### Document text
################

The five nerves group together on the front surface of the piriformis muscle (in the buttock) and become one large nerve. This nerve travels then down the back of each leg, branching out to innervate specific regions of the leg and foot.

In the lower thigh/above the back of the knee, the sciatic nerve divides into two nerves, the tibial and peroneal nerves, which innervate different parts of the lower leg:

• The peroneal nerve travels laterally along the outer aspect of the knee to the upper foot.
• The tibial nerve continues to travel downward towards the feet and innervates the heel and sole of the foot.

The sciatic nerve supplies sensation and strength to the leg as well as the reflexes of the leg. It is the main electrical connection from the spinal cord to the entire leg. When the sciatic nerve is impaired it can lead to symptoms such as muscle weakness in the leg and/or, numbness or tingling.

Sciatica is usually caused by pressure on the sciatic nerve from a herniated disc (also called a ruptured disc, pinched nerve, slipped disk, etc.). The problem is often called a "radiculopathy", meaning that a disc has protruded from its normal position in the vertebral column and is putting pressure on the nerve root, which connects with the sciatic nerve.

Sciatica is actually a symptom and not a diagnosis.

Most often, sciatica pain is caused when the L5 or S1 nerve root in the lower spine is irritated by a herniated disc. When this happens, pain radiates into the rear and back of the thigh and calf, and occasionally may extend down to the foot. Numbness, tingling, and/or a burning or prickling sensation are also common symptoms.

Degenerative disc disease may also irritate the nerve root and cause sciatica, while conditions that mimic sciatica include piriformis syndrome and sacroiliac joint dysfunction. Sciatica may also be felt if the nerve is mechanically compressed from other reasons such as spondylolisthesis, spinal stenosis, or arthritis in the spine.

For some people, the pain from sciatica can be severe and debilitating. For others, the pain from sciatica might be infrequent and irritating, but has the potential to get worse. pain often radiates from the lower back all the way down the back of the thigh and down the leg. Depending on where the sciatic nerve is affected, the pain may also radiate to the foot or toes. The radiation pattern may help the clinician to identify which nerve root is being pinched.

################

### Listed entries

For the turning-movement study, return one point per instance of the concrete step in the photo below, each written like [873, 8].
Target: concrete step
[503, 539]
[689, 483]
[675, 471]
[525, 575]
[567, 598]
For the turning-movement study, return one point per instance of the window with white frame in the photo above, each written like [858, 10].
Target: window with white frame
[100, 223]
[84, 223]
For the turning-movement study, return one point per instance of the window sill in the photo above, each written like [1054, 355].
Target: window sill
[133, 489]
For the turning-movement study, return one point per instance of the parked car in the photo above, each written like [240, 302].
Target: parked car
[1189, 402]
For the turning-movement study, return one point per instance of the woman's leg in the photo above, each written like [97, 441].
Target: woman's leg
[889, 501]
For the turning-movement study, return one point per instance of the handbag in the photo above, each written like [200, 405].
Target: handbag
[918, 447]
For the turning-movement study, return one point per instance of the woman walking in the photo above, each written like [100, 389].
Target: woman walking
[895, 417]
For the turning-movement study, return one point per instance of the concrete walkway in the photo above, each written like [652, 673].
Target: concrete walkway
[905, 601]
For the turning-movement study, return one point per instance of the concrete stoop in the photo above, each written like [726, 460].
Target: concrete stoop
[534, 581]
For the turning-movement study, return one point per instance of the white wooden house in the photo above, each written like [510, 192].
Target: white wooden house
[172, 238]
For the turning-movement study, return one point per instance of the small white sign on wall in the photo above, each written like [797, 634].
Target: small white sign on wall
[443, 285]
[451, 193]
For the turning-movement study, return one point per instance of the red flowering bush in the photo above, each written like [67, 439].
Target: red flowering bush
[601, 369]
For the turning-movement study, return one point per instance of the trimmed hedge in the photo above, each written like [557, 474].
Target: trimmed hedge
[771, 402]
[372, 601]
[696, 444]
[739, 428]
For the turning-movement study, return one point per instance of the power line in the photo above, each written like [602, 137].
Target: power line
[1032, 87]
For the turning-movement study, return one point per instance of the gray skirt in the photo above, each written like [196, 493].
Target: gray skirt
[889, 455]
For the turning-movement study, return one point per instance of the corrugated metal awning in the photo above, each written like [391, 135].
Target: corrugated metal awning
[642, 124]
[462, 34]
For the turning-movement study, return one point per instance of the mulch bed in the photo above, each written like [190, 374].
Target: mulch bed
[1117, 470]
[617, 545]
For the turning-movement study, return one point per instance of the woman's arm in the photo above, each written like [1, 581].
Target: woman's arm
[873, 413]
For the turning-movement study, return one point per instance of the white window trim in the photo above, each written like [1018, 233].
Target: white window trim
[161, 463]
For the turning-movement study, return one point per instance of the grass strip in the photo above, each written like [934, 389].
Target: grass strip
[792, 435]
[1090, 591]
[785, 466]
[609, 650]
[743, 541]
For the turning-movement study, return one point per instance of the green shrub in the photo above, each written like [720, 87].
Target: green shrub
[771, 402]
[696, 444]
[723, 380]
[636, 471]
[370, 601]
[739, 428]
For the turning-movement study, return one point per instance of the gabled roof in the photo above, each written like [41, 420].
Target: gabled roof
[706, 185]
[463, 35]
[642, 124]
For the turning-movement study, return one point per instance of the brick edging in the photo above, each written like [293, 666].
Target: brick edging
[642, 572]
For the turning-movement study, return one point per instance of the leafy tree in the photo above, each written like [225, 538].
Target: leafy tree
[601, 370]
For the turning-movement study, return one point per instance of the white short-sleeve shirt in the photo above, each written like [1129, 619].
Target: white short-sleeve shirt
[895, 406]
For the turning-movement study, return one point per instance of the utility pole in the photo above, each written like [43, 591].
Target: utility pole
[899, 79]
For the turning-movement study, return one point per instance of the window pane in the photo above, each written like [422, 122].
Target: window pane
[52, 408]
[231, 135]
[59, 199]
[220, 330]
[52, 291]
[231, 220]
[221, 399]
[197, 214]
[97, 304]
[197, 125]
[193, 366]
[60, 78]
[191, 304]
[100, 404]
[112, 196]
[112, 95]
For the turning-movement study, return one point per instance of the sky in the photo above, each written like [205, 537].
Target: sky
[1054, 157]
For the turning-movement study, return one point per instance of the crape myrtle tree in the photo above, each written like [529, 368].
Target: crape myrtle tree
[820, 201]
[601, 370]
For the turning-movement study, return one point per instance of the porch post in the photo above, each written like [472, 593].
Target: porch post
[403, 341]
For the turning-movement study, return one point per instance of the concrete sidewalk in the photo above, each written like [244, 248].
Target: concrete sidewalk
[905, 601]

################

### Exercises to complete
1. In the sciatica text, rewrite the paragraph beginning "Degenerative disc disease may also" as a bulleted list that keeps its main facts.
2. According to the sciatica text, which two nerves does the sciatic nerve divide into above the back of the knee?
3. Carry on the sciatica text past its last sentence, keeping the same informational style.

### Responses in order
1.
- Degenerative disc disease can irritate the nerve root and cause sciatica.
- Piriformis syndrome and sacroiliac joint dysfunction mimic sciatica.
- Sciatica can also come from mechanical compression of the nerve by spondylolisthesis, spinal stenosis, or arthritis in the spine.

2. The tibial nerve and the peroneal nerve.

3.
One or more of the following sensations may occur as a result of sciatica:

• Pain in the buttock or leg that is worse when sitting
• Burning or tingling down the leg
• Weakness, numbness or difficulty moving the leg or foot
• A constant pain on one side of the buttock
• A shooting pain that makes it difficult to stand

Most sciatic pain syndromes result from inflammation and will resolve within two weeks to a few months.

Symptoms that may constitute a medical emergency include progressive weakness in the legs or bladder/bowel incontinence. Patients with these symptoms may have cauda equina syndrome and should seek immediate medical attention.

Clinical diagnosis starts with a careful history and physical examination.

A CT scan or an MRI scan are helpful in diagnosis. EMGs are electrical tests that can detect radiculopathy.

Nerve pain is caused by a combination of pressure and inflammation on the nerve root, and treatment is centered on relieving both of these factors. Typical sciatica treatments include:

• Manual treatments (including physical therapy and osteopathic or chiropractic treatments) to help relieve the pressure. Treatments may include ultrasound, electrical stimulation, exercises, and traction.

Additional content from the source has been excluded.